## SOURCE EXTRACT
Thank you very much for your answer.

PS.: This is my first post on CIC, so i hope that post is correct.

[Shadowman]

Extension tubes use a ring, lens stacking and lens reversing add mm in the form of focal length.

http://www.earthboundlight.com/photo...s-bellows.html

[jcuknz]

You probably do not need 50mm extension with a 50mm lens because the lens itself has the ability to focus some of the way.
Double extension or 1:1 is that and depends of the lens not the 'crop factor' which just gives you a smaller subject area.
I think the expression 'double extension' dates from when cameras had bellows and the lens was moved out on a rack and one achieved 1:1 when the lens was racked out to twice what was needed to focus at infinity.
My 'jack-hammer' photo illustrates what you can do with a longer lens which can help with lighting and other reasons by keeping you away from the subject. Here using a 135mm lens.


EDIT A note of caution ... I assume you have a 'modern' 50mm lens which doesn't have an aperture ring and very likely if you buy the 'cheap' extension tube set it will have no connection to the cameras and defaults to wide open ... good for focusing but undesirable for the actual photo.
I only have plain 'cheap' tubes so work with my legacy lenses for this stuff. Without aperture control you will need the more [very?] expensive tubes with electric coupling to enable the camera to close the aperture .... because of the lens itself being able to focus it is likely that the shorter 'auto-tubes' would do the job for you but I have no experience of them.
I got a spam message from Amazon today which listed a Kenko set for a Nikon at US$198 but shorter and cheaper ones are around

Second edit ... the gear in my photo hasn't been used for real in ages becuase I have a long zoom and most of what I want to shoot can be done with a 2 or 4 dioptre close-up lens just using the narrow angle of view of the long zoom to achieve tight framing. Here a shot with my 430mm lens of my bridge camera with a pair of 2 dioptre CU lenses stacked.

Note this is not double extension or 1:1 but just tight framing which is the end result one is after

[terrib]

I found this tutorial to be useful in using my extension tubes. Cambridge in Colour Tutorial. It has a calculator where you can enter the native magnification of your 50mm lens (found in your specs) and it will give you the magnification and focusing distance.

I like my extension tubes way better than the cheap closeup lenses that I had. Of course this is in part because I bought the Kenko extension tubes that provide auto focus capability and full capability using AV. I tried some cheap tubes that did not have the electronics and they were way too much trouble to use.

[DanK]

I was wondering, how much extension should I use to gain a magnification boost of 1:1 on an APS-C camera.

Just to clarify: "1:1" does not refer to a boost in magnification. The ratio refers to the amount of magnification, either native (before adding tubes) or final. 1:1 means that the image size on the sensor (any sensor, crop or FF) is life size. At 1:1, a 1 cm object casts a 1cm image on the sensor (regardless of sensor size).

Terri's answer is the right one: you can't determine the final magnification unless you know the native magnification of the lens. Look that up for your lens, and then use the calculator that Terri suggests.

Another option is to buy a set, like the Kenko set, which gives you three tubes of different lengths, which can be stacked. This gives you a range of 12mm to 68mm of extension. You can then just add or take away tubes to get the amount of magnification you want.

## REQUIRED TASKS
- A) According to the extension tube thread, what range of extension does the Kenko set of three stackable tubes give?
- B) Carry on the extension tube thread from its final sentence.

## DATA ROWS

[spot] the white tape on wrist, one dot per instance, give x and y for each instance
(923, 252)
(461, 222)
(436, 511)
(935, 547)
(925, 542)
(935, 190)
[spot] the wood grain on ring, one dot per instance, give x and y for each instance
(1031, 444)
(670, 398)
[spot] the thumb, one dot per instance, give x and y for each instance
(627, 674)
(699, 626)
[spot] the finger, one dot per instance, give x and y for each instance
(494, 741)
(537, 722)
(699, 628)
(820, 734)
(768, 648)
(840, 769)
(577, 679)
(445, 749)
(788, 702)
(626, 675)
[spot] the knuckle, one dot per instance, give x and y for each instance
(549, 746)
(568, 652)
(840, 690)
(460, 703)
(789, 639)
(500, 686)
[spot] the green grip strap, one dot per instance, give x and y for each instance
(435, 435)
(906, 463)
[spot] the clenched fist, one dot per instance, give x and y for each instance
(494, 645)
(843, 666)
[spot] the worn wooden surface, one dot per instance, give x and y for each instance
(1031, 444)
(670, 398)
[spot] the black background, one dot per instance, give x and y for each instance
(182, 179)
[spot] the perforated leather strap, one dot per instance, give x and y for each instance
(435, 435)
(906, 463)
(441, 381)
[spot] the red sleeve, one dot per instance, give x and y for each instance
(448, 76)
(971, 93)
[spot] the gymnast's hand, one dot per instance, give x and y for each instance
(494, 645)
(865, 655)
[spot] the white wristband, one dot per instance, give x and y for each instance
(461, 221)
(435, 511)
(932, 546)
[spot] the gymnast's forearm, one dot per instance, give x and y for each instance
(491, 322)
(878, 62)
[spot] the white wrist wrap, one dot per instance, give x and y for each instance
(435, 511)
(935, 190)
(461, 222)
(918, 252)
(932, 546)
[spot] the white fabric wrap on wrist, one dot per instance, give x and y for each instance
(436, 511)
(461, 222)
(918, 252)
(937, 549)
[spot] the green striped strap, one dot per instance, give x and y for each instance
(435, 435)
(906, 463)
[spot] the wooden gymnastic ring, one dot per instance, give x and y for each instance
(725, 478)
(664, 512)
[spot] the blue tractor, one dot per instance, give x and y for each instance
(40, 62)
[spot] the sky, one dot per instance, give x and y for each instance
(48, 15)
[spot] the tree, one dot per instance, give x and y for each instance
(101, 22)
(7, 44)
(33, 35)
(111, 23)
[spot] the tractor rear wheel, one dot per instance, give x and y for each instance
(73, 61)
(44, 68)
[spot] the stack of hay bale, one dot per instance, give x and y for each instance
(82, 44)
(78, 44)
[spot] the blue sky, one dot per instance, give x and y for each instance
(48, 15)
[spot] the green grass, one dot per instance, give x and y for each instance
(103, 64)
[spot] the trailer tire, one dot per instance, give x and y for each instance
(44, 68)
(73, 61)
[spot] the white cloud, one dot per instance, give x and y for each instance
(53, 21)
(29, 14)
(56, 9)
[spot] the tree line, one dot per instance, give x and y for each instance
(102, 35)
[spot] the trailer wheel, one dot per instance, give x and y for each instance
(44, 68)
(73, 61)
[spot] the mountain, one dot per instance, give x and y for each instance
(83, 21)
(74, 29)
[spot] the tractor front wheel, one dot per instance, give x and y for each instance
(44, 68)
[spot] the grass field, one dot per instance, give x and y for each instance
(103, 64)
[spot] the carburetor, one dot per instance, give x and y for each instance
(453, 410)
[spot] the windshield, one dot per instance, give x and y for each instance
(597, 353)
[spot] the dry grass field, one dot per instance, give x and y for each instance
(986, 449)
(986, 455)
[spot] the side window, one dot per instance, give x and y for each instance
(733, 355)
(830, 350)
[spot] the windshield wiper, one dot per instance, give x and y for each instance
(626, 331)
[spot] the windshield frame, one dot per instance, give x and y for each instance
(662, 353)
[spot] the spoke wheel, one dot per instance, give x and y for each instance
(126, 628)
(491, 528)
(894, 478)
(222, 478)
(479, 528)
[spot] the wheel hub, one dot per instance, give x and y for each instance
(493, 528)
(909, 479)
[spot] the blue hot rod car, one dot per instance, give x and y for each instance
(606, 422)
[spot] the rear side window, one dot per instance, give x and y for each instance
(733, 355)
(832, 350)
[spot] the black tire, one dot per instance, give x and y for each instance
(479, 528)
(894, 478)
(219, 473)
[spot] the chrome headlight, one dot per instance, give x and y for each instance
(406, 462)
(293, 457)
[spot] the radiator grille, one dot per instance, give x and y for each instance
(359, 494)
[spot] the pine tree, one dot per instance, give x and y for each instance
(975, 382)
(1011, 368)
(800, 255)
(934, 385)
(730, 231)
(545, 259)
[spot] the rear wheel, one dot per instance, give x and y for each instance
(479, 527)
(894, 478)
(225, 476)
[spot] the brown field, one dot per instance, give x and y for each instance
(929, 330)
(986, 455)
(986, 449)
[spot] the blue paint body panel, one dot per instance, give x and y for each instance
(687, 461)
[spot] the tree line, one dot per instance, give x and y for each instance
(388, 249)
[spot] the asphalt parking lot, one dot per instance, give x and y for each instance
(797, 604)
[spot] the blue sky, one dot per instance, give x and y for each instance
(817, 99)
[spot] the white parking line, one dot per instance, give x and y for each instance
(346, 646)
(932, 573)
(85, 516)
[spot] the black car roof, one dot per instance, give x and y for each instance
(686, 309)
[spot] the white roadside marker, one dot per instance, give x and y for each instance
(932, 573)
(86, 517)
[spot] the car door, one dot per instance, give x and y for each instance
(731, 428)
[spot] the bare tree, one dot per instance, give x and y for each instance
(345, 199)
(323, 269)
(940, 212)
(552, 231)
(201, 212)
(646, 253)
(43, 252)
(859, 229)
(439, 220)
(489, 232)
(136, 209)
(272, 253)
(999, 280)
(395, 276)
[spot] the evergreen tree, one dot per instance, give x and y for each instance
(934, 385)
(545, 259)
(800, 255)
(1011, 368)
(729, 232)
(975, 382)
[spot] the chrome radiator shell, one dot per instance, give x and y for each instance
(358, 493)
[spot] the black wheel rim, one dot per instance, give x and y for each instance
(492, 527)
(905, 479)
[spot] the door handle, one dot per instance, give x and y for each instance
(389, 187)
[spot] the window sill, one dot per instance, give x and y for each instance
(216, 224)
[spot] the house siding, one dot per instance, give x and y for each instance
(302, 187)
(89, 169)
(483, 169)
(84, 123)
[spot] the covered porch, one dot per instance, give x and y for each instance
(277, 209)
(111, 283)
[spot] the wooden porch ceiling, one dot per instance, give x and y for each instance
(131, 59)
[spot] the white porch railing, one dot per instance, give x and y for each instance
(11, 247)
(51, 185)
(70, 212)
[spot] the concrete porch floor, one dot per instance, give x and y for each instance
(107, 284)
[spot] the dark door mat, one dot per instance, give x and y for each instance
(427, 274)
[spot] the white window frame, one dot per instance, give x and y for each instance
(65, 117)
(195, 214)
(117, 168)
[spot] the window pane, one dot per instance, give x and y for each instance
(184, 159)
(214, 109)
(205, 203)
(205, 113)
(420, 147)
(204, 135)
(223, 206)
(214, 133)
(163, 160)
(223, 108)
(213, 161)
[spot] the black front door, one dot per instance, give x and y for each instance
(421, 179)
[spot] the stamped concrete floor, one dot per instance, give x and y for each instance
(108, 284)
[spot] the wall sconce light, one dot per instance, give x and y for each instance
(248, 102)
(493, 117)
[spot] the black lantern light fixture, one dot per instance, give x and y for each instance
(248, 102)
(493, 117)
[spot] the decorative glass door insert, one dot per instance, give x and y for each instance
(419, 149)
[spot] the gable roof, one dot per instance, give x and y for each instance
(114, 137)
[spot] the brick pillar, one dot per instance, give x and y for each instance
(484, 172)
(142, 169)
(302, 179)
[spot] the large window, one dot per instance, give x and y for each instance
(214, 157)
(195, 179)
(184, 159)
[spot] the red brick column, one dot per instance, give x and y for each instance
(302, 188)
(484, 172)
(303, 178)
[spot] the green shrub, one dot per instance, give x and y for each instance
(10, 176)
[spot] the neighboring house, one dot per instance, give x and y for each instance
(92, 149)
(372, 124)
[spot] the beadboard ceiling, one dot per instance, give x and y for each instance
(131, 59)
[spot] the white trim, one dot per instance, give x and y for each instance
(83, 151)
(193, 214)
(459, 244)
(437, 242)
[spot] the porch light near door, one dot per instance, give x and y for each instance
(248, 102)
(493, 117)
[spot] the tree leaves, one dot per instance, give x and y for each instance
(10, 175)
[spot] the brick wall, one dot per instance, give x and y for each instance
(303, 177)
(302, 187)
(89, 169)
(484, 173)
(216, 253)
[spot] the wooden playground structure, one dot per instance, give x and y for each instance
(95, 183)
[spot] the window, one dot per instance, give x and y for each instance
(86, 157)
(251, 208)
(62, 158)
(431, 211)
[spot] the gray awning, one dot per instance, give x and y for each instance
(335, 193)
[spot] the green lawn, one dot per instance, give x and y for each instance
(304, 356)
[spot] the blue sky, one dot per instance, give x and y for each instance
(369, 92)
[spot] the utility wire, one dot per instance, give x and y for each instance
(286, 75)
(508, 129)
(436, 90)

## RESULTS BY TASK
- A) 12mm to 68mm

- B)
[loosecanon]

The function of the extension tube is to move the lens further from the focal plane, ie the sensor. The lens moves away from the sensor as you focus closer, hence why some lenses extend out as you focus. All the extension ring does is add to that extension. So "in theory" a 50mm extension on a 50mm lens will give you 1: 1 magnification and the ability to focus. However on a crop sensor it makes no difference to the ability to focus, but of course the magnification is greater because of the crop sensor.

As mentioned above the lens retains some focus ability, and so with tube fitted there is a range over which it may focus.

And the Kenko sets have a lot of users, no glass so no worry about inferior optics, and a set is a lot cheaper than a single OEM tube, and much more flexible as you can stack them.

[Geoff F]

What are your subjects and what is the current minimum focusing distance of your lens?

Extension tubes will allow you to move closer to the subject; hence a larger image. But they aren't any good if you are physically prevented from moving closer.

In that case, a lens converter (ie 1.4x) might be the way to go; providing it is suitable for your lens.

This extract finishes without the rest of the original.